EXERCISE DETAILS: The lines to output run from the first line of the entries below through the line containing "positive clicks: (495, 554)"; copy them exactly and leave out pictures.

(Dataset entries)

————

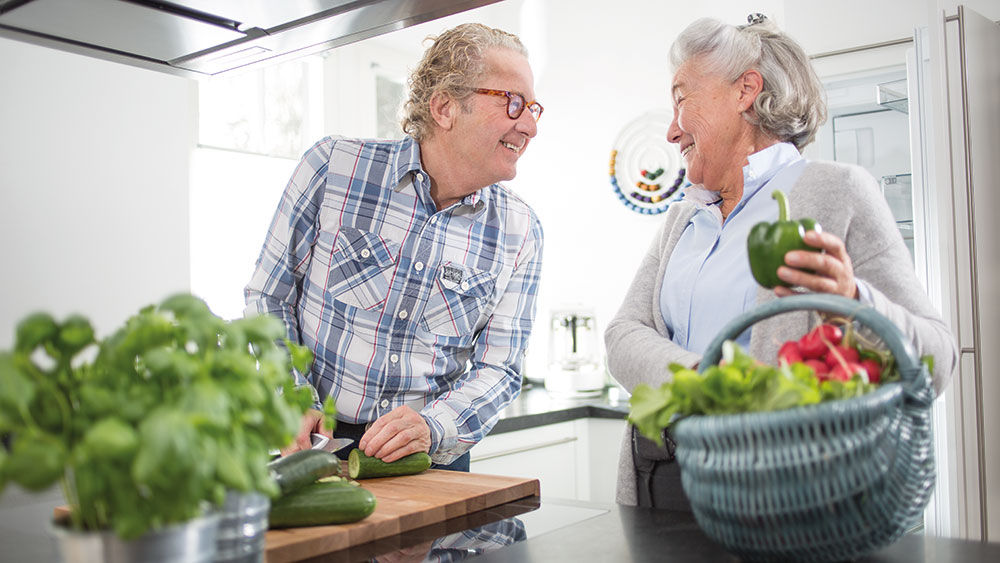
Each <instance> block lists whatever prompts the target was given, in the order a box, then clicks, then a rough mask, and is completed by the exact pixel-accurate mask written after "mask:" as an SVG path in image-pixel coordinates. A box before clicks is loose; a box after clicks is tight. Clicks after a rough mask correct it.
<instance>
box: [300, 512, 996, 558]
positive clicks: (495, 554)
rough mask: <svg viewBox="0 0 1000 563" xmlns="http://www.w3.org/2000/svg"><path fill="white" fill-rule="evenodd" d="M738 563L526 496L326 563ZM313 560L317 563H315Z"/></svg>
mask: <svg viewBox="0 0 1000 563" xmlns="http://www.w3.org/2000/svg"><path fill="white" fill-rule="evenodd" d="M477 555H478V557H476V559H475V560H476V561H483V562H495V563H522V562H525V561H663V560H667V559H669V560H672V561H681V562H687V561H695V562H699V561H711V562H718V561H723V562H725V561H732V562H736V561H739V560H738V559H737V558H736V557H735V556H733V555H731V554H730V553H728V552H727V551H725V550H724V549H723V548H722V547H721V546H720V545H718V544H716V543H715V542H713V541H712V540H710V539H709V538H708V537H707V536H705V534H704V533H702V531H701V529H700V528H699V527H698V525H697V523H696V522H695V521H694V518H693V517H692V516H691V515H690V514H686V513H680V512H673V511H669V510H654V509H647V508H636V507H629V506H608V505H602V504H596V503H585V502H575V501H567V500H558V499H553V500H548V499H540V498H538V497H529V498H525V499H521V500H518V501H513V502H510V503H507V504H505V505H501V506H498V507H495V508H491V509H488V510H483V511H479V512H476V513H472V514H468V515H465V516H463V517H460V518H453V519H450V520H446V521H444V522H441V523H439V524H436V525H434V526H428V527H425V528H420V529H417V530H413V531H411V532H408V533H405V534H400V535H397V536H393V537H391V538H387V539H385V540H382V541H381V542H372V543H369V544H365V545H361V546H357V547H354V548H351V549H350V550H345V551H341V552H335V553H331V554H327V555H325V556H323V558H322V559H321V560H322V561H326V562H332V561H381V562H386V561H423V560H458V559H463V558H466V557H471V556H477ZM315 561H317V562H318V561H320V559H316V560H315ZM856 561H868V562H876V561H877V562H883V563H893V562H899V563H904V562H905V563H913V562H920V561H926V562H935V563H937V562H948V561H954V562H956V563H957V562H963V563H964V562H971V563H975V562H980V561H982V562H986V561H991V562H992V561H1000V544H997V543H982V542H976V541H966V540H956V539H950V538H936V537H928V536H922V535H910V536H905V537H903V538H902V539H900V540H899V541H897V542H896V543H894V544H892V545H890V546H888V547H886V548H883V549H881V550H879V551H877V552H875V553H873V554H871V555H869V556H867V557H863V558H861V559H858V560H856Z"/></svg>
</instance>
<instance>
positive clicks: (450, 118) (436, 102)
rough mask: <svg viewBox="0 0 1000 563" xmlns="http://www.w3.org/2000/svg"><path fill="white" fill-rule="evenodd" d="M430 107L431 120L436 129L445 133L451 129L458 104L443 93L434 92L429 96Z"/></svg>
mask: <svg viewBox="0 0 1000 563" xmlns="http://www.w3.org/2000/svg"><path fill="white" fill-rule="evenodd" d="M430 106H431V119H433V120H434V122H435V123H437V125H438V127H440V128H442V129H444V130H445V131H447V130H449V129H451V127H452V125H453V124H454V122H455V114H456V113H458V109H459V108H458V102H456V101H455V100H453V99H452V98H451V96H449V95H448V94H445V93H444V92H435V93H434V94H432V95H431V102H430Z"/></svg>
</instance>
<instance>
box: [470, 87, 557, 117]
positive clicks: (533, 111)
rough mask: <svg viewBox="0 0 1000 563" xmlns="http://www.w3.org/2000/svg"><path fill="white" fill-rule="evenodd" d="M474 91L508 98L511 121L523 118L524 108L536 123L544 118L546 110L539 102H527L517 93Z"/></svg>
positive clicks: (488, 90)
mask: <svg viewBox="0 0 1000 563" xmlns="http://www.w3.org/2000/svg"><path fill="white" fill-rule="evenodd" d="M472 91H473V92H475V93H476V94H485V95H487V96H500V97H504V98H507V117H509V118H511V119H517V118H519V117H521V114H522V113H524V108H528V112H529V113H530V114H531V117H532V118H533V119H534V120H535V121H538V118H540V117H541V116H542V111H544V110H545V108H543V107H542V104H540V103H538V102H537V101H531V102H526V101H525V99H524V96H522V95H521V94H518V93H516V92H508V91H507V90H494V89H492V88H473V89H472Z"/></svg>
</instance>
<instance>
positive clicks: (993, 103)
mask: <svg viewBox="0 0 1000 563" xmlns="http://www.w3.org/2000/svg"><path fill="white" fill-rule="evenodd" d="M928 21H929V23H928V26H927V27H924V28H920V29H916V30H914V35H913V43H912V48H910V49H909V50H908V52H907V55H906V60H905V62H904V61H900V64H899V65H897V66H894V67H886V68H879V69H873V70H868V71H861V72H857V73H853V74H849V75H839V76H833V77H827V78H826V79H824V86H825V87H826V93H827V101H828V108H829V118H828V121H827V123H826V124H825V125H824V127H823V128H822V129H821V130H820V132H819V133H818V134H817V140H816V142H815V144H814V146H813V147H810V148H809V149H808V150H807V151H806V156H809V157H812V158H822V159H826V160H837V161H841V162H849V163H852V164H857V165H860V166H862V167H864V168H866V169H867V170H868V171H869V172H871V173H872V175H873V176H874V177H875V178H876V179H877V180H878V184H879V189H880V190H881V191H882V194H883V196H884V197H885V199H886V201H887V202H888V204H889V207H890V209H891V210H892V212H893V215H894V217H895V219H896V226H897V228H898V229H899V231H900V234H901V235H902V237H903V239H904V241H905V242H906V244H907V247H908V248H909V249H910V252H911V255H912V257H913V261H914V268H915V269H916V272H917V276H918V278H919V279H920V280H921V282H922V283H923V284H924V287H925V289H926V290H927V292H928V294H929V295H930V297H931V299H932V301H933V302H934V303H935V304H937V305H938V307H939V309H940V310H941V312H942V315H943V316H944V318H945V320H946V321H947V322H948V323H949V324H950V326H951V327H952V329H953V333H954V334H955V337H956V340H957V343H958V347H959V351H960V361H959V366H958V369H957V371H956V372H955V373H954V375H953V377H952V381H951V384H950V385H949V387H948V388H947V390H946V391H945V392H944V393H943V394H942V396H941V397H940V398H939V399H938V400H937V401H936V402H935V405H934V425H935V454H936V456H935V457H936V462H937V487H936V489H935V495H934V498H933V500H932V502H931V504H930V506H929V507H928V510H927V513H926V516H925V532H926V533H928V534H933V535H943V536H950V537H962V538H969V539H982V540H987V541H994V542H996V541H1000V441H998V440H997V439H996V438H995V437H992V438H991V436H990V435H989V434H988V429H989V428H997V427H998V426H1000V377H998V374H995V373H991V369H990V368H991V366H995V365H1000V346H998V344H1000V279H998V278H1000V215H998V213H1000V180H998V178H1000V25H998V24H997V23H996V22H993V21H991V20H989V19H988V18H985V17H983V16H981V15H980V14H977V13H975V12H973V11H972V10H968V9H965V8H963V7H961V6H959V7H958V8H957V10H953V11H951V13H944V12H940V13H934V14H933V17H931V18H930V19H929V20H928Z"/></svg>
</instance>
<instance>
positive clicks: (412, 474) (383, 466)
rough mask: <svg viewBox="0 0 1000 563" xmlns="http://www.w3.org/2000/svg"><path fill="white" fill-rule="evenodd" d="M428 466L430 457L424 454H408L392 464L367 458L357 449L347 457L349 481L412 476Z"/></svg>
mask: <svg viewBox="0 0 1000 563" xmlns="http://www.w3.org/2000/svg"><path fill="white" fill-rule="evenodd" d="M430 466H431V456H429V455H427V453H426V452H417V453H414V454H410V455H408V456H406V457H404V458H402V459H397V460H396V461H393V462H392V463H386V462H384V461H382V460H381V459H379V458H377V457H369V456H367V455H365V453H364V452H362V451H361V450H360V449H358V448H354V449H353V450H351V453H350V454H348V456H347V474H348V476H349V477H350V478H351V479H371V478H374V477H396V476H399V475H413V474H415V473H420V472H421V471H425V470H427V469H428V468H430Z"/></svg>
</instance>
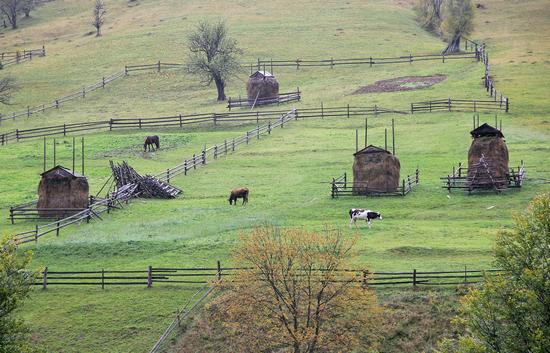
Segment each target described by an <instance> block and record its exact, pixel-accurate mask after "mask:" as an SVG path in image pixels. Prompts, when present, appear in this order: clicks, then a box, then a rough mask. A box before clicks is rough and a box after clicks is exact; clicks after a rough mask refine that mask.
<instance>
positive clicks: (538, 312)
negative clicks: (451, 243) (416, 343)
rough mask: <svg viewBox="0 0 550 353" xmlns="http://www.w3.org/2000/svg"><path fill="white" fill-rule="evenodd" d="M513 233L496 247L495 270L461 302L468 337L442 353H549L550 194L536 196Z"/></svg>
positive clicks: (455, 343)
mask: <svg viewBox="0 0 550 353" xmlns="http://www.w3.org/2000/svg"><path fill="white" fill-rule="evenodd" d="M515 223H516V225H515V228H514V229H513V230H511V231H503V232H501V233H500V234H499V235H498V238H497V243H496V265H497V266H499V267H501V268H502V269H503V270H504V273H503V274H502V275H499V276H494V277H487V278H486V279H485V282H484V284H483V285H482V286H481V287H480V288H478V289H474V290H472V291H471V292H470V293H469V294H468V295H467V296H466V297H465V298H464V299H463V300H462V305H461V315H460V316H459V318H458V320H457V322H458V323H459V324H461V325H462V326H463V327H464V330H465V334H463V335H462V336H461V337H459V339H457V340H451V341H449V340H447V341H444V342H443V344H442V349H443V351H444V352H461V353H481V352H483V353H526V352H529V353H548V352H550V193H544V194H541V195H539V196H537V197H536V198H535V199H534V200H533V201H532V202H531V204H530V206H529V208H528V209H527V211H526V212H525V213H524V214H521V215H517V216H515Z"/></svg>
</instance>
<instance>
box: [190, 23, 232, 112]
mask: <svg viewBox="0 0 550 353" xmlns="http://www.w3.org/2000/svg"><path fill="white" fill-rule="evenodd" d="M188 47H189V51H190V55H189V60H188V65H187V67H188V70H189V72H190V73H192V74H195V75H197V76H199V77H201V78H202V81H203V82H204V83H205V84H206V85H210V84H211V83H212V82H214V83H215V84H216V88H217V90H218V101H224V100H225V85H226V82H227V79H228V78H229V77H231V76H232V75H234V74H235V73H237V72H238V71H239V70H240V69H241V66H240V64H239V62H238V60H237V57H238V55H240V54H242V50H241V49H239V48H238V47H237V41H235V40H234V39H232V38H230V37H229V36H228V34H227V28H226V26H225V23H224V22H223V21H218V22H216V23H209V22H200V23H199V25H198V26H197V29H196V31H195V32H193V33H191V35H190V36H189V41H188Z"/></svg>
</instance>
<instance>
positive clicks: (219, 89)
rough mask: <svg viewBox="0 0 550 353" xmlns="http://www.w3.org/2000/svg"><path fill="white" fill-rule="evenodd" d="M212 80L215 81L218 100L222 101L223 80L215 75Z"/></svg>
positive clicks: (224, 99) (224, 86)
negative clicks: (216, 76)
mask: <svg viewBox="0 0 550 353" xmlns="http://www.w3.org/2000/svg"><path fill="white" fill-rule="evenodd" d="M214 82H215V83H216V88H217V89H218V101H224V100H225V82H224V81H223V79H221V78H219V77H215V78H214Z"/></svg>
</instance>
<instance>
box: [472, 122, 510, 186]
mask: <svg viewBox="0 0 550 353" xmlns="http://www.w3.org/2000/svg"><path fill="white" fill-rule="evenodd" d="M470 134H471V135H472V137H473V138H474V139H473V141H472V144H471V146H470V150H469V151H468V181H469V185H470V186H472V187H480V188H482V187H488V188H492V187H495V186H496V187H497V188H499V189H500V188H505V187H506V186H507V185H508V178H509V175H510V169H509V167H508V147H507V146H506V142H505V141H504V135H502V133H501V132H500V131H499V130H497V129H495V128H493V127H492V126H490V125H487V124H483V125H481V126H480V127H478V128H477V129H474V130H472V131H471V132H470ZM482 157H484V158H483V161H481V158H482Z"/></svg>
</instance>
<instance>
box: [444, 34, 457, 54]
mask: <svg viewBox="0 0 550 353" xmlns="http://www.w3.org/2000/svg"><path fill="white" fill-rule="evenodd" d="M460 38H461V35H460V34H456V35H455V36H453V39H452V40H451V41H450V42H449V45H448V46H447V48H445V50H444V51H443V54H452V53H458V52H459V51H460Z"/></svg>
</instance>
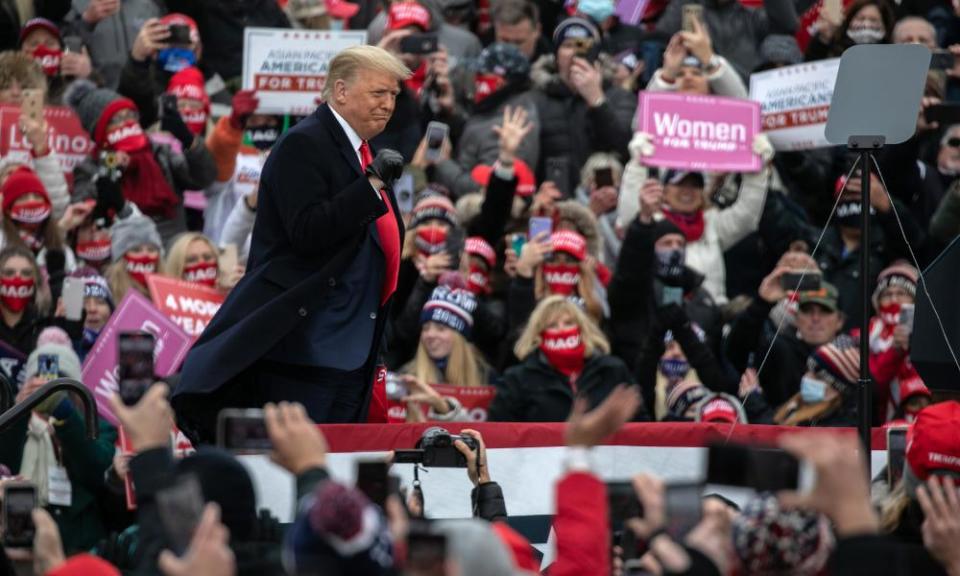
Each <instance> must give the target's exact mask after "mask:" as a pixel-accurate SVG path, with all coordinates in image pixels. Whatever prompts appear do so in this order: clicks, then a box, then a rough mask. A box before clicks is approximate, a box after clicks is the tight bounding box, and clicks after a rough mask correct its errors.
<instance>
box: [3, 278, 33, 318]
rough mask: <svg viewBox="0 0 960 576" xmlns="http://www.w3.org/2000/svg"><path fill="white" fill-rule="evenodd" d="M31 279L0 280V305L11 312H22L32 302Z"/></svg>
mask: <svg viewBox="0 0 960 576" xmlns="http://www.w3.org/2000/svg"><path fill="white" fill-rule="evenodd" d="M34 288H35V287H34V283H33V278H21V277H20V276H13V277H11V278H0V303H2V304H3V306H4V307H5V308H6V309H7V310H10V311H11V312H23V311H24V310H25V309H26V307H27V306H29V305H30V302H33V293H34Z"/></svg>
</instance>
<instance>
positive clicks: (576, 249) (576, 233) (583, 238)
mask: <svg viewBox="0 0 960 576" xmlns="http://www.w3.org/2000/svg"><path fill="white" fill-rule="evenodd" d="M550 242H551V243H552V244H553V250H554V252H566V253H567V254H569V255H571V256H573V257H574V258H576V259H577V260H580V261H581V262H582V261H583V259H584V258H586V257H587V241H586V239H584V237H583V236H581V235H580V234H578V233H576V232H574V231H572V230H559V231H557V232H554V233H553V235H552V236H550Z"/></svg>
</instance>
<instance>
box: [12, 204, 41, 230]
mask: <svg viewBox="0 0 960 576" xmlns="http://www.w3.org/2000/svg"><path fill="white" fill-rule="evenodd" d="M49 217H50V203H49V202H45V201H43V200H31V201H29V202H21V203H20V204H17V205H15V206H14V207H13V208H11V209H10V219H11V220H13V221H15V222H20V223H21V224H40V223H42V222H44V221H46V219H47V218H49Z"/></svg>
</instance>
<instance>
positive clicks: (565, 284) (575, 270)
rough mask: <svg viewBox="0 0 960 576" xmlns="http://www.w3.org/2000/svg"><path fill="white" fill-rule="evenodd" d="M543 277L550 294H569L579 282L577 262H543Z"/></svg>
mask: <svg viewBox="0 0 960 576" xmlns="http://www.w3.org/2000/svg"><path fill="white" fill-rule="evenodd" d="M543 279H544V281H545V282H546V283H547V288H548V289H549V290H550V293H551V294H560V295H561V296H570V295H572V294H574V293H575V292H576V291H577V285H578V284H579V283H580V265H579V264H544V265H543Z"/></svg>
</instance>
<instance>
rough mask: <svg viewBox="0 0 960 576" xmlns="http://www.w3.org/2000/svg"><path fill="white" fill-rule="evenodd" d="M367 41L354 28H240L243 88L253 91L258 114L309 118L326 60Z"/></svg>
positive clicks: (319, 92)
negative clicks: (305, 28) (255, 96)
mask: <svg viewBox="0 0 960 576" xmlns="http://www.w3.org/2000/svg"><path fill="white" fill-rule="evenodd" d="M366 43H367V33H366V32H365V31H355V30H349V31H347V30H340V31H330V30H292V29H287V28H245V29H244V31H243V88H244V90H256V91H257V98H259V99H260V108H259V109H258V110H257V111H258V112H260V113H264V114H301V115H303V114H310V113H311V112H313V110H314V109H315V108H316V107H317V98H318V97H319V96H320V92H321V91H322V90H323V85H324V83H325V82H326V80H327V67H328V66H329V65H330V60H331V59H332V58H333V57H334V56H336V55H337V53H338V52H340V51H341V50H343V49H344V48H349V47H351V46H360V45H363V44H366Z"/></svg>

————

OUTPUT OF THE EXERCISE:
Each <instance> block lists whatever prompts the target was given, in the order a box, then clicks, then a rough mask, and is completed by the exact pixel-accurate mask written after "mask:" as an SVG path in image-pixel coordinates. A box before clicks is loose; a box after clicks is tight. Clicks after a rough mask correct it.
<instance>
box: [300, 512, 996, 558]
positive clicks: (495, 554)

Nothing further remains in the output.